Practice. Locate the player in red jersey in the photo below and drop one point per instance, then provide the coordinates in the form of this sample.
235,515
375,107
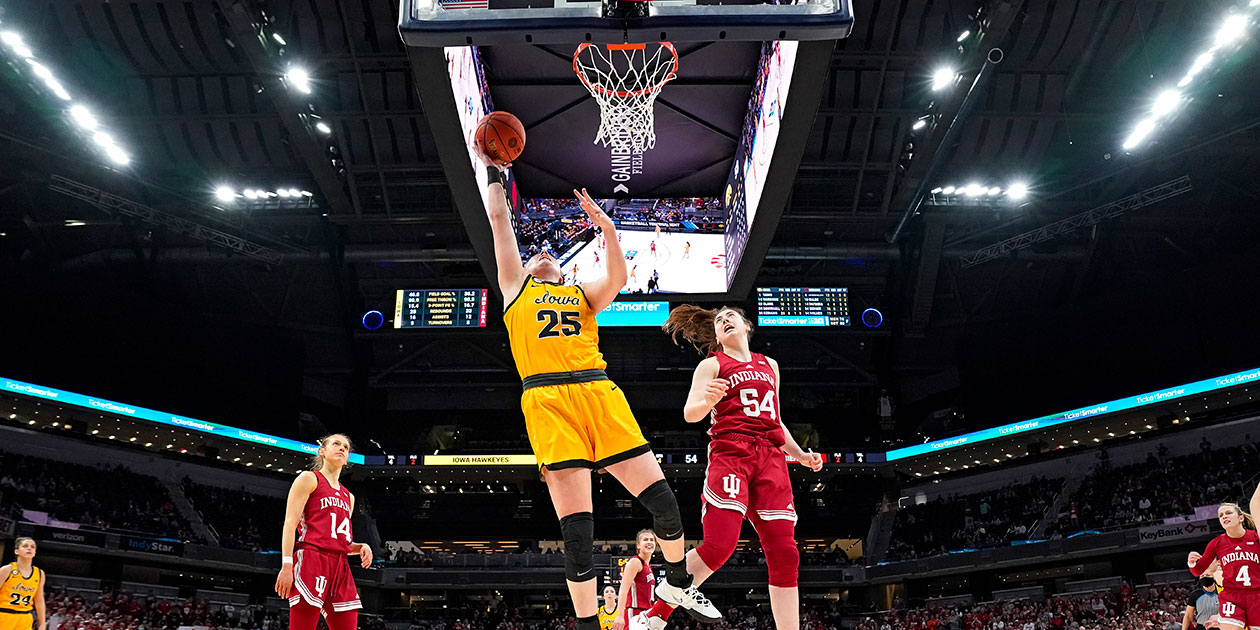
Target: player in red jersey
746,474
1239,553
638,581
316,577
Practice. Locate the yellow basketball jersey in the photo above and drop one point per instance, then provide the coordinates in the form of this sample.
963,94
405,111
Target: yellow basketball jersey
552,329
19,592
606,618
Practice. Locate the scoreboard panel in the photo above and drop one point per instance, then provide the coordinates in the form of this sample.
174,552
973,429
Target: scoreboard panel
803,306
441,308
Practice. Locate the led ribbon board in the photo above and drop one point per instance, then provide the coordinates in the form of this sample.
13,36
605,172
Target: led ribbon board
1081,413
634,314
101,405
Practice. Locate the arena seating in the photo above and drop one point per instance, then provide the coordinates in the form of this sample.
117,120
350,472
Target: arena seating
242,519
1162,486
1129,609
977,521
96,498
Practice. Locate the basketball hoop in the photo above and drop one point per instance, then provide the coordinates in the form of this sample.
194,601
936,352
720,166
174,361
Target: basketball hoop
625,80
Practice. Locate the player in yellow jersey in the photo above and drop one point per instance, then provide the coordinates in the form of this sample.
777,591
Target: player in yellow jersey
22,594
609,609
577,420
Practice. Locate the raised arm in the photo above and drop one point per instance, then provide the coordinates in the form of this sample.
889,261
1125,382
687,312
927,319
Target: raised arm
707,391
810,460
301,490
507,253
602,291
1198,563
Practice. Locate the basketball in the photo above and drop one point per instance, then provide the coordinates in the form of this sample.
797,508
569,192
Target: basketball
502,135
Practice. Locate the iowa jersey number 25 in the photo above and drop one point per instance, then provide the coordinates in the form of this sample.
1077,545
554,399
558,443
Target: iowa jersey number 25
566,321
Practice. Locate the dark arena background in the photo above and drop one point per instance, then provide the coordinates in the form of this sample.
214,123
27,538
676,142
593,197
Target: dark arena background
1003,251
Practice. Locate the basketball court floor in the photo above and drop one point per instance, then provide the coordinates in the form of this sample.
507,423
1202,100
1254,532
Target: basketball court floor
702,270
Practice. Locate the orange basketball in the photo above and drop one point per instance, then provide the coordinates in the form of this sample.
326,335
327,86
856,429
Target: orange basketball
502,135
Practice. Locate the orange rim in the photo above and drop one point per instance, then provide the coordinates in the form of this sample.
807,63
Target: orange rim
619,93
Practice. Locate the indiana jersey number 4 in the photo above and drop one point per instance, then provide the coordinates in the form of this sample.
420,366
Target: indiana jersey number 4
755,408
344,528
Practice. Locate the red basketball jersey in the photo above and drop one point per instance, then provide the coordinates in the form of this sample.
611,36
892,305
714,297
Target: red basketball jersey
326,518
643,587
1240,558
751,405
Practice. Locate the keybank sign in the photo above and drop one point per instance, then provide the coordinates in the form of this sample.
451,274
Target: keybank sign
91,402
1084,412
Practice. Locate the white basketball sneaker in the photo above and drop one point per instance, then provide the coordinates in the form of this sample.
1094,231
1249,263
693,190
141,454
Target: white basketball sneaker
691,600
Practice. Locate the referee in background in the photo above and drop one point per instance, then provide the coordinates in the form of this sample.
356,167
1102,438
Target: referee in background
1202,605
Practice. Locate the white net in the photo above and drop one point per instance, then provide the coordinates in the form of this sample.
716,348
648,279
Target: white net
625,81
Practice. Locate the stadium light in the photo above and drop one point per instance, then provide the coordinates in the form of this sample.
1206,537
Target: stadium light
300,80
1166,102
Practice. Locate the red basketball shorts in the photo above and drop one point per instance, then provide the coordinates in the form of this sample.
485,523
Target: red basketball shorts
749,475
1240,609
323,580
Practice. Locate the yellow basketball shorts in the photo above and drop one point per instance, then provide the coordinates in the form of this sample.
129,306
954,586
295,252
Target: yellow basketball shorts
581,425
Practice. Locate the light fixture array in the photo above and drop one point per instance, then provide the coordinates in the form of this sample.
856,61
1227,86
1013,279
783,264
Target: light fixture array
977,193
25,62
300,82
1164,105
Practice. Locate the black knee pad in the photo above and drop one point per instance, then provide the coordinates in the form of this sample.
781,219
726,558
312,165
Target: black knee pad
663,505
578,532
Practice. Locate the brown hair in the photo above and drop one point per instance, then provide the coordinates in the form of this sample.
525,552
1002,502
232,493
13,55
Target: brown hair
696,325
1249,522
318,460
639,534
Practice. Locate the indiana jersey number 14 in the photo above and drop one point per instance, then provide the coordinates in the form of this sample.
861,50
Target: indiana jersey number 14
755,408
344,528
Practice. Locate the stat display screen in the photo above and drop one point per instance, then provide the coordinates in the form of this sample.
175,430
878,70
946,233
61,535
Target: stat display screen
441,308
803,306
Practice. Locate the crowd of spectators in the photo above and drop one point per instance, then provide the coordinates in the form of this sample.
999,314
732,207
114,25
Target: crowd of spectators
241,519
1147,609
972,522
111,610
1156,489
91,497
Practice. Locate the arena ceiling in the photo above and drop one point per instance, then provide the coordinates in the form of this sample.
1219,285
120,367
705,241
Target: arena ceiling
1153,294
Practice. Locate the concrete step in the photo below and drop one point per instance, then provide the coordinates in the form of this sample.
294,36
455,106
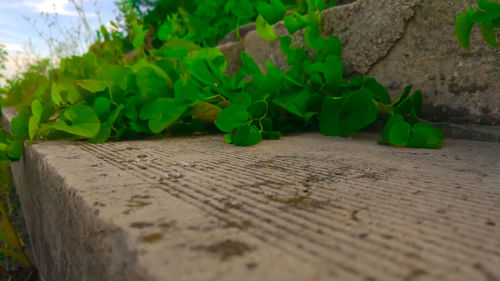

TASK DIRECTIONS:
Copy the records exactly as they appear, excluding images.

EXERCISE RESPONSE:
Practice. Locate the player in red jersey in the photo below and drop one point per instance, then provide the coordinates in the form of this sample.
235,515
375,107
Target: player in red jersey
746,474
1239,553
638,581
316,577
Practice. Locate the yellow basketball jersey in the photo above and drop one point per instance, then provide the coordinates in the form of this sample.
963,94
405,111
Target: yellow basketball jersey
552,329
19,592
606,618
Practice. Locate the scoreboard panel in the photo above and drop one point per instance, then provide the coordinates in the form of this sample.
174,552
973,429
Target: scoreboard panel
803,306
441,308
Practice. Locate the led ribbon board in the photo above and drop one point per instance, then provide the coordinates in the form of this sample.
13,36
605,172
Target: led ribbon board
1081,413
634,314
101,405
Practice. Locate the arena seating in the photo above and drop one point per instance, then provide the coordinates in the form of this sample.
117,120
350,472
Target: arena seating
242,519
1162,486
1129,609
977,521
96,498
Practice. Locate the basketball hoop in the photo above and drop one point per instance, then provide the coordinates in the form of this sample.
194,601
936,352
720,166
174,361
Target: basketball hoop
625,80
Practice. Locate the player in yellow jersey in the photo above and drop one point per instance, then provide the coordinates in the form of this sample.
777,591
Target: player in yellow jersey
22,594
609,609
577,420
Practice. Locate the raised arm in the photo above and drop one point per instance, then provide the coordinates in the form of this sample.
889,261
1125,382
687,312
927,319
Target: raised arm
707,391
810,460
301,490
507,253
602,291
1198,563
Practice. Locate the basketball in the photo above and drop one point per instance, then provide the coordinates in the form of this sample.
797,508
569,192
Target: basketball
502,135
Practice. Locate the iowa jersey number 25 in the photo above and drop one point per instance, then provide the coordinates in the form of this sample.
1077,545
554,399
558,443
Target: iowa jersey number 25
566,321
Practice. Locate the dark arena background in the photo above and drop one point per instance, then provide the coordinates in the form of this sample.
214,123
27,538
676,142
593,197
Target: dark arena background
1003,251
Practice. Locate the basketball court floor in the photo above and drop one point per instance, then provide the coordinates in the form of this sample.
507,423
1202,100
1254,532
Target: basketball court floor
702,270
Practice. Locate the orange basketball in the photo above and drop one point per instance, then provide the coordinates in the form of this sample.
326,335
327,86
856,429
Target: orange basketball
502,135
Practice. Locate the orange rim in the photo above and drop one point per instance, then provide the coordinates in the form of this sample.
807,63
Target: orange rim
619,93
Practice. Locate the indiana jersey number 4 in the photo above and drop one point per instance, then provide the coordinates in the form of this sample.
420,366
Target: indiana jersey number 4
755,408
344,528
Practice. Locate the red basketball jersey in the photo above and drop one point per instance, then provide the coordinates in the form of this sample.
611,36
892,305
714,297
Target: red basketball jersey
326,518
643,587
1240,558
751,405
Practice. Locate the keybank sign in the photo above and drop one point per instance, then provide the coordinates in the form of this sample.
451,274
Target: keybank sign
91,402
1084,412
Practice. Locate the white basketball sneaker in the photo above and drop one point per instance, then provide the coordinates in the form of this sample.
1094,231
1249,263
693,190
141,454
Target: white basketball sneaker
691,600
Practice. Locate the referee in background in the photo above and drop one point per instance, then provide the coordinates in the form of this sample.
356,167
1102,438
Target: referee in background
1202,605
Practice. Locate the white net in the photo above and drop one point per instance, then provide the coordinates in the form of this sample.
716,348
648,279
Target: white net
625,81
Practice. Locate the stadium light in the photo above and drop one point per instance, then provide the coordinates in the form of this sample.
1206,537
Target: stadium light
300,80
1166,102
Practice. Locate the red basketball shorts in the photo above and drop one point per instance, then provide the coordinates in the form of this sample.
485,523
Target: red basketball shorts
749,475
1240,609
323,580
Practice. Locate the yellow basketball shorts in the photo above and drop one point per instance, then provide the coordinates in the form of this sample.
129,306
954,586
295,252
Target: yellow basketball shorts
581,425
Practice. Locate the light fixture array in the photo above and drop one point per instance, then provide the coordinates in the form of this sample.
856,61
1227,86
1013,279
783,264
Target: light fixture array
977,193
25,62
300,82
1164,105
Practice. Locate the black knee pad in the photo above and drop one point per instance, then provide the coordinates in the form of this sample.
781,219
726,558
312,165
Target: black knee pad
663,505
578,532
Practice. Locate the brown hair in the photo above and drop one point per instance, then provide the coordinates in the form of this sample.
525,552
1002,502
232,493
13,55
Target: brown hair
696,325
1249,522
318,460
639,534
Practice. Locate the indiana jersey number 14 in the photo above and drop one point per instance, then provide the coordinates in the form of this sample.
861,50
Target: indiana jersey number 14
755,408
344,528
Practice. Locate the stat display screen in the photo above and drop one point per instance, then provide the coordinates in the form of this sample.
175,430
878,70
946,233
61,535
Target: stat display screen
441,308
803,306
Practice. Locate the crowd of spectators in the photo above and drop one point per instance, then provide the coordinates in the form of this sample.
999,314
732,207
114,25
Target: crowd of spectators
241,519
1147,609
972,522
111,610
1156,489
91,497
Practice. Locate the arena ceiling in the photo above and drop one point per instance, then provide the coordinates in the form of this sample.
1219,285
120,367
705,241
Target: arena ceiling
1153,294
Practice. Locate the concrete step in the photo below and drop one point per instance, then provide the coordinates in the form of this sample.
294,36
455,106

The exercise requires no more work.